GIVEN INSTRUCTION:
Gather every line of the listing below that contains the word "dress". Case counts.

Items listed in a dataset:
• • •
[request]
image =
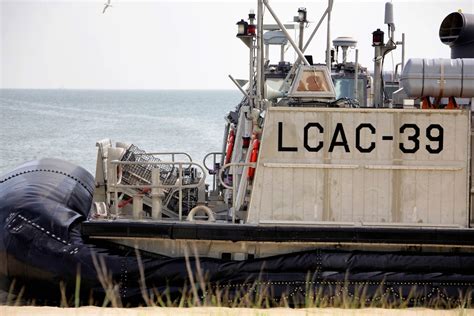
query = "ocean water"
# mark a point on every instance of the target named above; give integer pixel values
(66, 124)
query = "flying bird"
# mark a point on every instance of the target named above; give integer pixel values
(106, 5)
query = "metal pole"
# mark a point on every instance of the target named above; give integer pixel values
(315, 30)
(306, 46)
(285, 31)
(137, 206)
(239, 87)
(251, 73)
(300, 44)
(259, 53)
(378, 97)
(180, 170)
(356, 77)
(328, 44)
(403, 51)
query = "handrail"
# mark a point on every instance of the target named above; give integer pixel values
(179, 185)
(166, 153)
(214, 153)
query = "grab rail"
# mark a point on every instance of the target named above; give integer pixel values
(156, 185)
(167, 153)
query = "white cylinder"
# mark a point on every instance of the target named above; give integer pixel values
(439, 77)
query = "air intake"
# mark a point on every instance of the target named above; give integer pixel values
(457, 31)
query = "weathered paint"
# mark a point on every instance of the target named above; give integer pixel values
(385, 186)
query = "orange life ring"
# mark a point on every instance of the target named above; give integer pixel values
(253, 158)
(230, 146)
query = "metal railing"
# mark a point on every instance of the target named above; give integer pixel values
(173, 154)
(156, 186)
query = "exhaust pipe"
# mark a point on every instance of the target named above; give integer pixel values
(457, 31)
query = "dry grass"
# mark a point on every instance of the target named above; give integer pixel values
(256, 295)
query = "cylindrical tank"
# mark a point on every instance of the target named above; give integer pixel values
(439, 77)
(457, 31)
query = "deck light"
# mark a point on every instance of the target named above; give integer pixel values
(242, 28)
(302, 15)
(377, 38)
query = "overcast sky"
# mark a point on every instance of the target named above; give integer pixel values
(181, 44)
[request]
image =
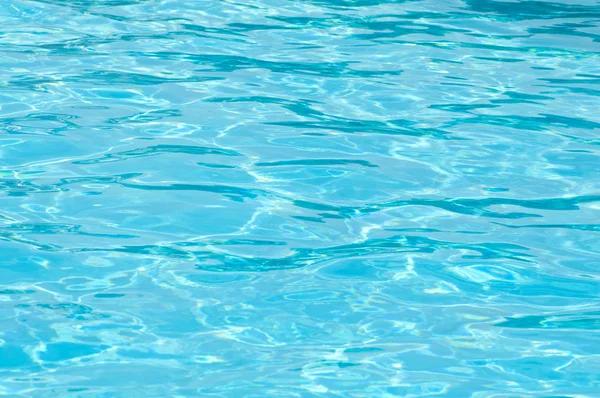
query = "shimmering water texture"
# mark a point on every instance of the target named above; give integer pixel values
(299, 198)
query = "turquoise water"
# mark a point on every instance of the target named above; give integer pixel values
(309, 198)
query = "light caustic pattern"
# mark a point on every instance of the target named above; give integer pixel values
(299, 198)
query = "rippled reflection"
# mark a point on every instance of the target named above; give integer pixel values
(371, 198)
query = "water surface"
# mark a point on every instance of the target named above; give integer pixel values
(346, 198)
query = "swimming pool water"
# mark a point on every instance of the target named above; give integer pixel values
(299, 198)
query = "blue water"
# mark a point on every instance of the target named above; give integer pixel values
(299, 198)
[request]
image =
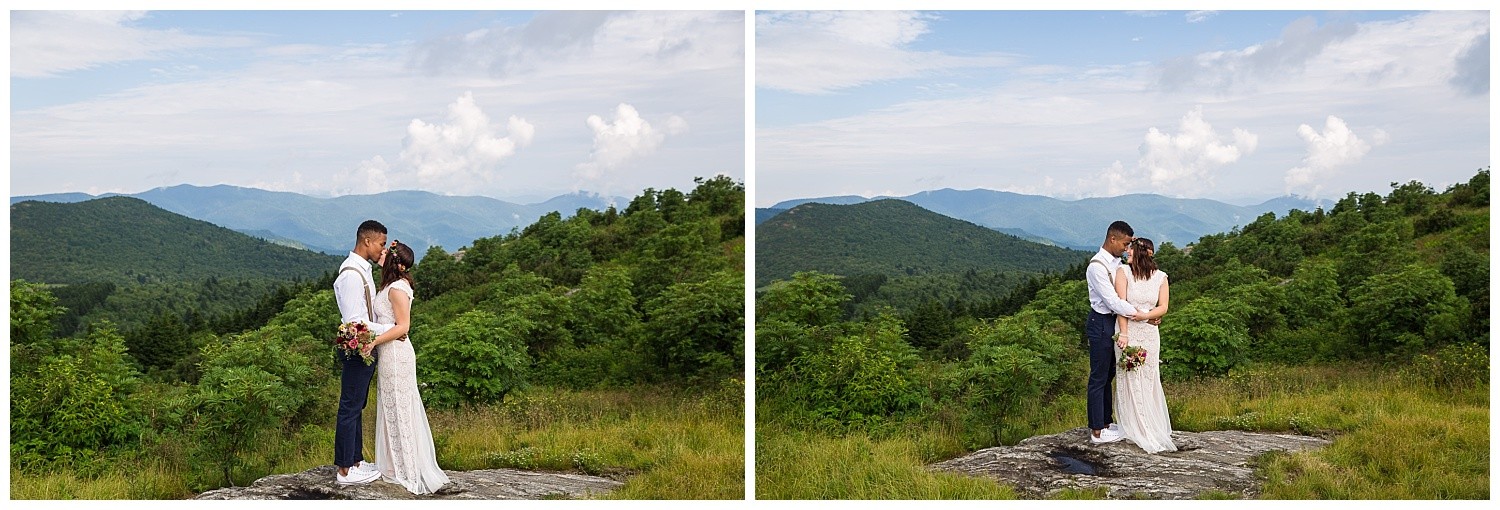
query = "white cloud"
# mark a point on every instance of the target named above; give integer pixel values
(1472, 68)
(303, 105)
(462, 152)
(624, 138)
(1200, 15)
(1188, 158)
(821, 51)
(1245, 69)
(1337, 146)
(1073, 125)
(50, 42)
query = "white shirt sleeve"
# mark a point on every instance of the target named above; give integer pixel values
(348, 291)
(1104, 284)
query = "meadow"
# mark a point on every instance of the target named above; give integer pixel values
(660, 441)
(1395, 437)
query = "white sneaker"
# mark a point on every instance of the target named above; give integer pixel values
(1107, 435)
(357, 476)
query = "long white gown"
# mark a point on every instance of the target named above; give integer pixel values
(1140, 407)
(404, 452)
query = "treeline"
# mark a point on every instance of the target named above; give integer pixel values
(129, 242)
(1398, 279)
(653, 293)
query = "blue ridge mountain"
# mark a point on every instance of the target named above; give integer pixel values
(416, 218)
(126, 240)
(896, 239)
(1080, 222)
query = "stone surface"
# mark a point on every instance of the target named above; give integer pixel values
(318, 483)
(1215, 461)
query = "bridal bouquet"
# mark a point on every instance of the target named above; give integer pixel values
(1131, 357)
(353, 338)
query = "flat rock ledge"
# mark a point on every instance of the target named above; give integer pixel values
(1215, 461)
(318, 483)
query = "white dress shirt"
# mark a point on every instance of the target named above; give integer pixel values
(348, 290)
(1101, 285)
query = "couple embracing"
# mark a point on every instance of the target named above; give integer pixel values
(1127, 302)
(404, 452)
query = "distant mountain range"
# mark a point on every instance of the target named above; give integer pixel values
(128, 240)
(1077, 224)
(896, 239)
(419, 219)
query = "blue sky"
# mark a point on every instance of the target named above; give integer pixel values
(1230, 105)
(518, 105)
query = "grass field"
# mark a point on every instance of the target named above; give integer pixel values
(662, 443)
(1392, 440)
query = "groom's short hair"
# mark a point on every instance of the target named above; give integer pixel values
(369, 227)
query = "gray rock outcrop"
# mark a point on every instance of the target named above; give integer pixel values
(318, 483)
(1205, 462)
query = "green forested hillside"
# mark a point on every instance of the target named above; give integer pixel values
(894, 239)
(606, 342)
(1332, 323)
(128, 242)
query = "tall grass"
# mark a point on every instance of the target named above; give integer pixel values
(1392, 438)
(660, 441)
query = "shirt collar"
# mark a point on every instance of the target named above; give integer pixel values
(360, 261)
(1106, 257)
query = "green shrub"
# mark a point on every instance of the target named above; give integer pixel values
(477, 357)
(1454, 366)
(1206, 339)
(861, 378)
(698, 329)
(1407, 311)
(998, 380)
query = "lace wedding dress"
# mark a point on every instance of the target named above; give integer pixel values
(404, 452)
(1140, 407)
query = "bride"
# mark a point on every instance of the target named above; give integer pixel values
(404, 452)
(1139, 401)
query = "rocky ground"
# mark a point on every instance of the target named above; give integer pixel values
(318, 483)
(1206, 462)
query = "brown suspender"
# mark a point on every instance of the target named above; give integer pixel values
(369, 308)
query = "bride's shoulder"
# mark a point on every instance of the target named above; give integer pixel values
(405, 287)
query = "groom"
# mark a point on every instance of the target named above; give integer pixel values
(1104, 303)
(354, 291)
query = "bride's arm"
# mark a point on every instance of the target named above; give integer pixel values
(1161, 303)
(401, 303)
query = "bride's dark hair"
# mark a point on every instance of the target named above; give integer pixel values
(1142, 263)
(398, 264)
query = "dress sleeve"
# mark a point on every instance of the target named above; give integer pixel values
(405, 287)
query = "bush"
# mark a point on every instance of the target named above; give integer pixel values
(1407, 311)
(65, 411)
(1202, 338)
(252, 383)
(698, 329)
(861, 378)
(998, 380)
(477, 357)
(1451, 368)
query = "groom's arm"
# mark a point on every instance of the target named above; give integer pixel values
(348, 291)
(1100, 281)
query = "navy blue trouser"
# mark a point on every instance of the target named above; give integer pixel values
(348, 437)
(1101, 369)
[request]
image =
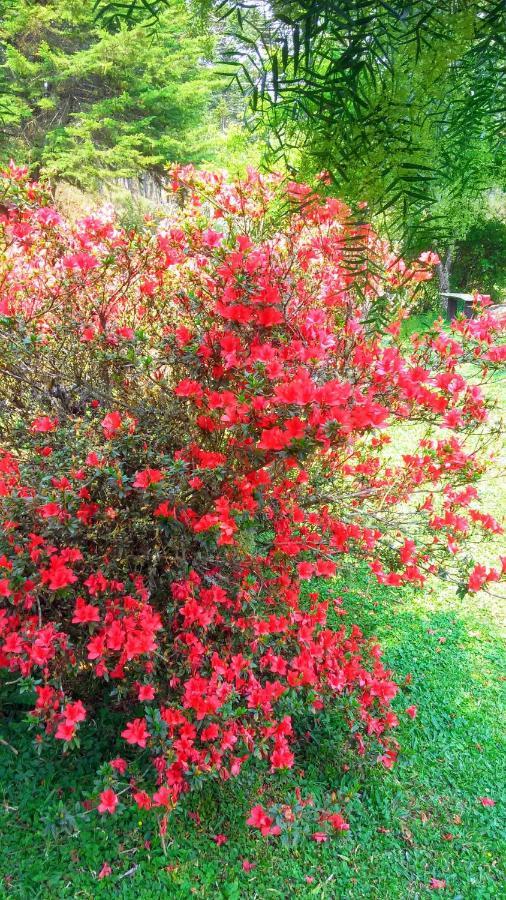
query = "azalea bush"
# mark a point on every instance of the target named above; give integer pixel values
(195, 423)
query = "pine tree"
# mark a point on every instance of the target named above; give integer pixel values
(86, 104)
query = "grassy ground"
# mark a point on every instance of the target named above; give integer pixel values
(420, 821)
(401, 821)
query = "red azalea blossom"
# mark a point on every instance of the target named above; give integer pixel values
(220, 839)
(105, 871)
(108, 802)
(136, 732)
(168, 538)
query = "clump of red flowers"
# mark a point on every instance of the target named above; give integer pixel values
(195, 421)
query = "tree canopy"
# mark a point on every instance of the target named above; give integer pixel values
(88, 103)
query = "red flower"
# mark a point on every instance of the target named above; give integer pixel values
(108, 802)
(146, 692)
(338, 822)
(105, 871)
(85, 612)
(74, 712)
(65, 731)
(136, 732)
(119, 764)
(111, 423)
(258, 818)
(44, 424)
(147, 477)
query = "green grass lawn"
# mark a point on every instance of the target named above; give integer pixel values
(401, 820)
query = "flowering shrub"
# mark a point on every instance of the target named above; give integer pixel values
(194, 423)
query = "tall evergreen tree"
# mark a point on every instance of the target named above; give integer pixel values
(87, 103)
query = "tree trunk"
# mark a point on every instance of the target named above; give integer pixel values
(443, 271)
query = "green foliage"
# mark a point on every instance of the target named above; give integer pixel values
(401, 104)
(400, 821)
(87, 104)
(480, 259)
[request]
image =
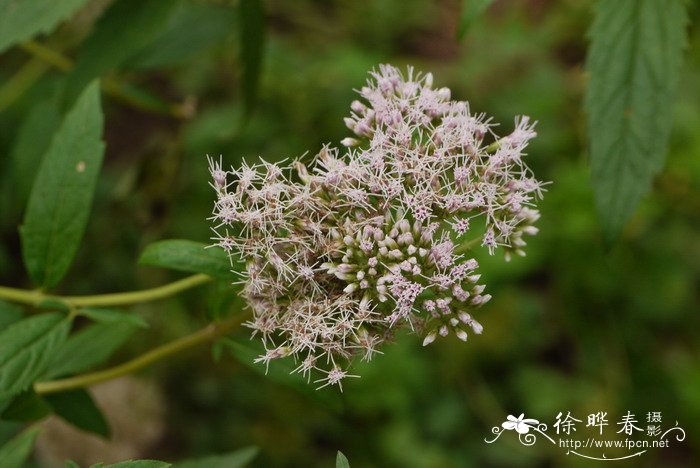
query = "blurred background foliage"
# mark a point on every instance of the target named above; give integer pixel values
(572, 327)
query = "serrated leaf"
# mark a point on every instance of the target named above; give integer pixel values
(341, 461)
(88, 348)
(190, 256)
(633, 61)
(26, 349)
(32, 142)
(124, 29)
(9, 314)
(61, 198)
(237, 459)
(21, 20)
(135, 464)
(114, 316)
(79, 409)
(15, 452)
(471, 10)
(26, 407)
(252, 42)
(192, 29)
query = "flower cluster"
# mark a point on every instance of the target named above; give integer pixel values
(365, 240)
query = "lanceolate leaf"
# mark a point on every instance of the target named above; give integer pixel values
(78, 408)
(341, 461)
(88, 348)
(20, 20)
(633, 62)
(61, 198)
(14, 453)
(252, 18)
(33, 139)
(9, 314)
(184, 255)
(26, 348)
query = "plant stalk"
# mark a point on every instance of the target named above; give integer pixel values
(209, 333)
(36, 297)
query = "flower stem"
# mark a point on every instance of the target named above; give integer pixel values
(103, 300)
(466, 246)
(209, 333)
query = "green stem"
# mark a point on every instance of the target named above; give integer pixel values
(103, 300)
(20, 82)
(204, 335)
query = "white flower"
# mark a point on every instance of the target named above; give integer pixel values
(342, 252)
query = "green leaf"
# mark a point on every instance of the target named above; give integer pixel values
(135, 464)
(88, 348)
(14, 453)
(26, 407)
(190, 256)
(471, 10)
(124, 29)
(21, 20)
(32, 142)
(114, 316)
(79, 409)
(192, 29)
(237, 459)
(341, 461)
(633, 61)
(26, 349)
(60, 201)
(9, 314)
(252, 41)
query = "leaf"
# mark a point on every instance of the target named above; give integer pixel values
(190, 256)
(21, 20)
(88, 348)
(32, 142)
(121, 31)
(252, 40)
(114, 316)
(26, 407)
(26, 349)
(9, 314)
(633, 62)
(192, 29)
(135, 464)
(341, 461)
(236, 459)
(60, 201)
(471, 10)
(14, 453)
(79, 409)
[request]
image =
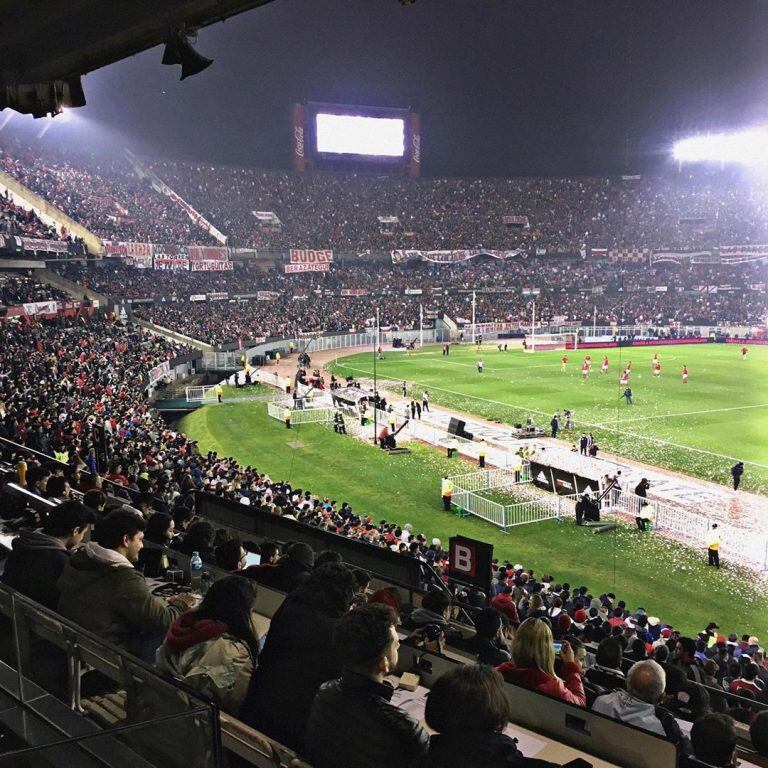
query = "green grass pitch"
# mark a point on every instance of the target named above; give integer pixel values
• • •
RESPONSE BELOW:
query = "white dress shirt"
query = "lace wedding dress"
query = "dress sleeve"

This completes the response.